December 30, 2014 at 11:00 am EDT | by Terri Schlichenmeyer
YEAR IN REVIEW 2014: Books
LGBT-themed books, gay news, Washington Blade

There were several LGBT-themed books published in 2014. (‘Artificial Cherry’ cover courtesy Arsenal Pulp Press; ‘Charity and Sylvia’ cover courtesy Oxford University Press; ‘This is a Book’ cover courtesy Chronicle Books)

So many books, so little time.

It’s easy to feel that way when faced with an entire bookstore full of possibilities. How do you pick? How do you know what’s good?

Start here, with the Bookworm’s “best of 2014.”

Let’s start with fiction:

Throughout the year, every time something bad happens, you’re reminded to hug the ones you love. “Five Days Left” by Julie Lawson Timmer, the story of a woman who is at the end stages of a terminal disease, and a man in another state who has fallen in love with a child he’s fostering, will actually make you want to do that. Bring tissues. That’s all I’m saying.

My list wouldn’t be complete without my annual nod to noted lesbian author Emma Donoghue. Her novel “Frog Music,” a big story of murder and lust set in 1870s San Francisco is a 2014 (or anytime!) must-read. It’s a gauzy tale — in fact, it seems at times like a dream, as though the main character, Blanche Beunon has imagined the whole friendship she had with Jenny Bonnet and the reason for Jenny’s death. Bonus: it’s based loosely on a true event.

(Saved entries):

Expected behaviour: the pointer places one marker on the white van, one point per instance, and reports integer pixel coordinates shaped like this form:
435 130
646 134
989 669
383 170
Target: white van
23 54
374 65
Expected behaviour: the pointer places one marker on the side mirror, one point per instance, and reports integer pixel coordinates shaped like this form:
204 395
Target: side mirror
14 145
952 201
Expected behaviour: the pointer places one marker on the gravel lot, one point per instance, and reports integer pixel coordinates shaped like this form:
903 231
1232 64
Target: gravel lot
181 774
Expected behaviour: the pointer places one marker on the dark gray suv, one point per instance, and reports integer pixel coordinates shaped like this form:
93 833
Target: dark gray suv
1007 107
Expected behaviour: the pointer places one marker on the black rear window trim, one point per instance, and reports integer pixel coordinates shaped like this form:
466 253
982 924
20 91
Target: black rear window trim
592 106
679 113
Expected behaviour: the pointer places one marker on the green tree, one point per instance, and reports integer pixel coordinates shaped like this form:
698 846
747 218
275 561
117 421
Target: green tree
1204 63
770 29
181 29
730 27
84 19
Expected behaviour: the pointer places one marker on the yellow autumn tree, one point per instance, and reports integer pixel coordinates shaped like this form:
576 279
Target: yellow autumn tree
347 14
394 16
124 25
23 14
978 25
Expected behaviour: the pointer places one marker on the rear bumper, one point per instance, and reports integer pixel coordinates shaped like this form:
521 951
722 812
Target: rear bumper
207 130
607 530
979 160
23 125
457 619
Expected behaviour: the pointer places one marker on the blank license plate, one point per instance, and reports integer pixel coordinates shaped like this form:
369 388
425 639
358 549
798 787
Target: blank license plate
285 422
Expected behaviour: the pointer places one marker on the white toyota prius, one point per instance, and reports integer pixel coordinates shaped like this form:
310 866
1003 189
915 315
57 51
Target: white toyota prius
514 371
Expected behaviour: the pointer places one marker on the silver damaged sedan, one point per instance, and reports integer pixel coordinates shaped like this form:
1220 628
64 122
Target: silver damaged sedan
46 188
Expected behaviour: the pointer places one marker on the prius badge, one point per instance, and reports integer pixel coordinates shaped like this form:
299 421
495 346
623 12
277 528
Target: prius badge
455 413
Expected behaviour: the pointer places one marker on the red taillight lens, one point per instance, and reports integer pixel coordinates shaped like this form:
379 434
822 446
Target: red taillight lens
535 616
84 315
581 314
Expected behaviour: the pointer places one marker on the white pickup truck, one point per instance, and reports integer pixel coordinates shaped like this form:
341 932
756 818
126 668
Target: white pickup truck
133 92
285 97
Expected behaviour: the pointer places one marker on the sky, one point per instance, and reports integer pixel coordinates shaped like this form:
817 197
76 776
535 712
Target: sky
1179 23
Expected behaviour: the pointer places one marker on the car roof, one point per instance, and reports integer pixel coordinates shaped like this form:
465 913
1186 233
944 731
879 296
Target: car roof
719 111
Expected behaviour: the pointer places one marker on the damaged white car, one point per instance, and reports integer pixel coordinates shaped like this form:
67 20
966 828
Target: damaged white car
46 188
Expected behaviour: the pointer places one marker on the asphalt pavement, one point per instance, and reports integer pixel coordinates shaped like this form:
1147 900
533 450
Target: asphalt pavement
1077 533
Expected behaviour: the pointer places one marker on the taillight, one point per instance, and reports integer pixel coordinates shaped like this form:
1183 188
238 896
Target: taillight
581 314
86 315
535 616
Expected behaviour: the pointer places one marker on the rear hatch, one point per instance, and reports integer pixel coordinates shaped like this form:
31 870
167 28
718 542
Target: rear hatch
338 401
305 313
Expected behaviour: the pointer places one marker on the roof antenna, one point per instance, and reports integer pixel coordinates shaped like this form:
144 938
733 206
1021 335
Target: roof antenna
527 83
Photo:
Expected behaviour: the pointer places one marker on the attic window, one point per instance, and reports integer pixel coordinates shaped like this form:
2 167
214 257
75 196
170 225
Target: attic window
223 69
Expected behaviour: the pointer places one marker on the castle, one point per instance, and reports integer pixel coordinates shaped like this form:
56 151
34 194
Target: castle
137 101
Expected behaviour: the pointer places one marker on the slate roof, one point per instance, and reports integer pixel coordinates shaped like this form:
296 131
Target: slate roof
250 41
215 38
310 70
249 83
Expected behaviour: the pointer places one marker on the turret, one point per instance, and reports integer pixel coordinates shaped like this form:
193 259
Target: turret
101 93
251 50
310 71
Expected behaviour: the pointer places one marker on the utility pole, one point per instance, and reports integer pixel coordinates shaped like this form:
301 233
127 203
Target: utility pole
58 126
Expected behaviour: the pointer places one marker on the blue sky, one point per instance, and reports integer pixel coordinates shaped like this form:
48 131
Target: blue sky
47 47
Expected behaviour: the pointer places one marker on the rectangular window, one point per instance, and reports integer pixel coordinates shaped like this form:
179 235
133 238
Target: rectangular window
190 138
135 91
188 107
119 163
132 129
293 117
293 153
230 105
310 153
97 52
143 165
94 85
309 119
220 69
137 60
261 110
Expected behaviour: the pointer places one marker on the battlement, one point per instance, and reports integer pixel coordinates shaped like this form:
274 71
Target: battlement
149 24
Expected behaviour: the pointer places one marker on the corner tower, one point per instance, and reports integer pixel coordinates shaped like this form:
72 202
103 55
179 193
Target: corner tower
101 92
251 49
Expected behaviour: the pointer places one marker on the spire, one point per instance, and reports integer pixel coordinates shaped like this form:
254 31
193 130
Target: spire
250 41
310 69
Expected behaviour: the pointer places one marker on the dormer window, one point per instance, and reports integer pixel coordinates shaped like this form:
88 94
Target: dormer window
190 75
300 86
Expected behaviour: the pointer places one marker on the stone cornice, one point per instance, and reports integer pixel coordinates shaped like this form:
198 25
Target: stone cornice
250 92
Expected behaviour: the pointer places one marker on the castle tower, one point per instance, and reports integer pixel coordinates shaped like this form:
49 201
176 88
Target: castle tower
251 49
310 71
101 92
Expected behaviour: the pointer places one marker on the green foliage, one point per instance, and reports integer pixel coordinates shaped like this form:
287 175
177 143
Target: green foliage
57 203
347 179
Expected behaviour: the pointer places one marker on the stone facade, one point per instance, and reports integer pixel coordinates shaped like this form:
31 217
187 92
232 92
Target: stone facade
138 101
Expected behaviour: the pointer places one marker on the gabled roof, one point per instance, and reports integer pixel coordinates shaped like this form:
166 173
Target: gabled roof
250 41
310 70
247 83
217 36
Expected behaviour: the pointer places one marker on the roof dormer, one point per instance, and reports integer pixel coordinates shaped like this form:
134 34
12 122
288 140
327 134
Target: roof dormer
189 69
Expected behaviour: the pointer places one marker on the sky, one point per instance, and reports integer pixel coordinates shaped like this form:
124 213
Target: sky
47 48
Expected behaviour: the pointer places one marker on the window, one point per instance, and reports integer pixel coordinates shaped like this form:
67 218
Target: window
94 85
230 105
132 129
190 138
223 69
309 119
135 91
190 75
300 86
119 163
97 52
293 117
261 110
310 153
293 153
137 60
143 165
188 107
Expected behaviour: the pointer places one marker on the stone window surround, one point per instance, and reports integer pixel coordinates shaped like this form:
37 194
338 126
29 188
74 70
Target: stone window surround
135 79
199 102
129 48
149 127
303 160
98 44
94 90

(EXERCISE AIM): Carry on the year-in-review book roundup from its last sentence.

(TASK RESPONSE):
I almost guarantee that you won’t see “The Last Time I Died” by Joe Nelms on any other “best of” list. It’s here because it was one of those books that just struck me: Christian Franco, a loser in life and love, learns that he can re-visit his childhood by being brought back from the edge of death. Early trauma left him with holes in his memory. Reviving gave him answers. But he had to die again and again and you won’t be able to put this book down until you know what happens.

They say we all have a doppelganger, and “Recognition” by O.H. Bennett is based on that idea: on a rainy night, as a young widow heads home to pick up her son, she sees a beggar who is her late husband’s double. Many years ago, he went missing and was presumed drowned — but did he? You’ll wonder, too.

I loved “Charity and Sylvia: A Same-Sex Marriage in Early America” by Rachel Hope Cleves, not just for the story of two lives ahead of their time, but for the way Cleves sets the stage for the tale. We get a good sense of what life was like in the late 1700s and early 1800s, not just for lesbians but for every person brave enough to try to settle a new country, and that’s every bit as interesting as the story of two women who did something that early Americans didn’t think was even possible.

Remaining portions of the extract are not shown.